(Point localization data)

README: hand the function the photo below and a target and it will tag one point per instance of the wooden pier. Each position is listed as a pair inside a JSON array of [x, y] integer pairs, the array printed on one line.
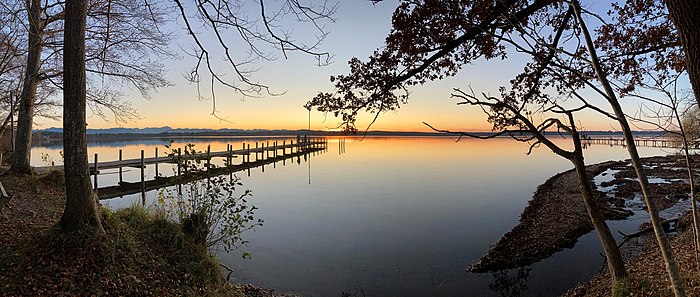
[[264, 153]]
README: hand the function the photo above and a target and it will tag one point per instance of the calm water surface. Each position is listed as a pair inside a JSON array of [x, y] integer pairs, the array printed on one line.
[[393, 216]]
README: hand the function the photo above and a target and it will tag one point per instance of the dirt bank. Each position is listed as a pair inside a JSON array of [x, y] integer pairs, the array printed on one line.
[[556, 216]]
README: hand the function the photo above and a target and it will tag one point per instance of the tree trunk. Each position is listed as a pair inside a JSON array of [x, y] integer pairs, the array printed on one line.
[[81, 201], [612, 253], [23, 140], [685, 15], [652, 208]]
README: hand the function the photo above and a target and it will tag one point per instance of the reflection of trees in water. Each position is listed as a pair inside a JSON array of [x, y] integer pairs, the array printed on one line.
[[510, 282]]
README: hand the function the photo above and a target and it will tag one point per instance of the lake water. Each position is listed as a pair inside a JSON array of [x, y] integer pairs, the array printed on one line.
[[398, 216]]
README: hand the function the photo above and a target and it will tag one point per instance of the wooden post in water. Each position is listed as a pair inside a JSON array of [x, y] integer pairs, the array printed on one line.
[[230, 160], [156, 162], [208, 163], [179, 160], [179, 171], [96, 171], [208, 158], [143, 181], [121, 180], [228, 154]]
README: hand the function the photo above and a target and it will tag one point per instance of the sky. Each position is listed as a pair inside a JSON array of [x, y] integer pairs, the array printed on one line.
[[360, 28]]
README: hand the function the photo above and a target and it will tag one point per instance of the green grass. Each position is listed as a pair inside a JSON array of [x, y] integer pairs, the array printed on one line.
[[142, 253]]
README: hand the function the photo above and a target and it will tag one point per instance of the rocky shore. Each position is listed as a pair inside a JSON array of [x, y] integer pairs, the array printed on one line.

...

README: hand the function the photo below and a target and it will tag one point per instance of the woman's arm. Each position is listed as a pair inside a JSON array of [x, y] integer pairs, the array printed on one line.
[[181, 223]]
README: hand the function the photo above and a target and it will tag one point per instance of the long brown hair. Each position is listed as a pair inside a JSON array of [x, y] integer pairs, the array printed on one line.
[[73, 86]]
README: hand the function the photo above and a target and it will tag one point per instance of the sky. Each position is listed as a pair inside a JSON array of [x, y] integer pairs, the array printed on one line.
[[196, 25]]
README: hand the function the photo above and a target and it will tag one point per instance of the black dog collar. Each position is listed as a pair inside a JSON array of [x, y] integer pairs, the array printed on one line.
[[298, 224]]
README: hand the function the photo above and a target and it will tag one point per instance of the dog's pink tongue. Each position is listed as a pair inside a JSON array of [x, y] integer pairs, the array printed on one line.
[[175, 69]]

Work to be completed:
Which lines above run from the one containing "of the green" to the one containing "of the rocky"? Give them again exactly, both ends included.

Response for this exercise:
README: hand the function the photo above and a target and it will tag one point per instance of the green grass. Each position is listed as a pair inside a JSON array of [x, y] integer pairs, the array printed on one line.
[[142, 253]]
README: hand the function the photo above and a target and it will tag one point per instance of the rocky shore. Each position is listed as a pair inside a JSON array of [x, y] integer pairs, the array printed on one line.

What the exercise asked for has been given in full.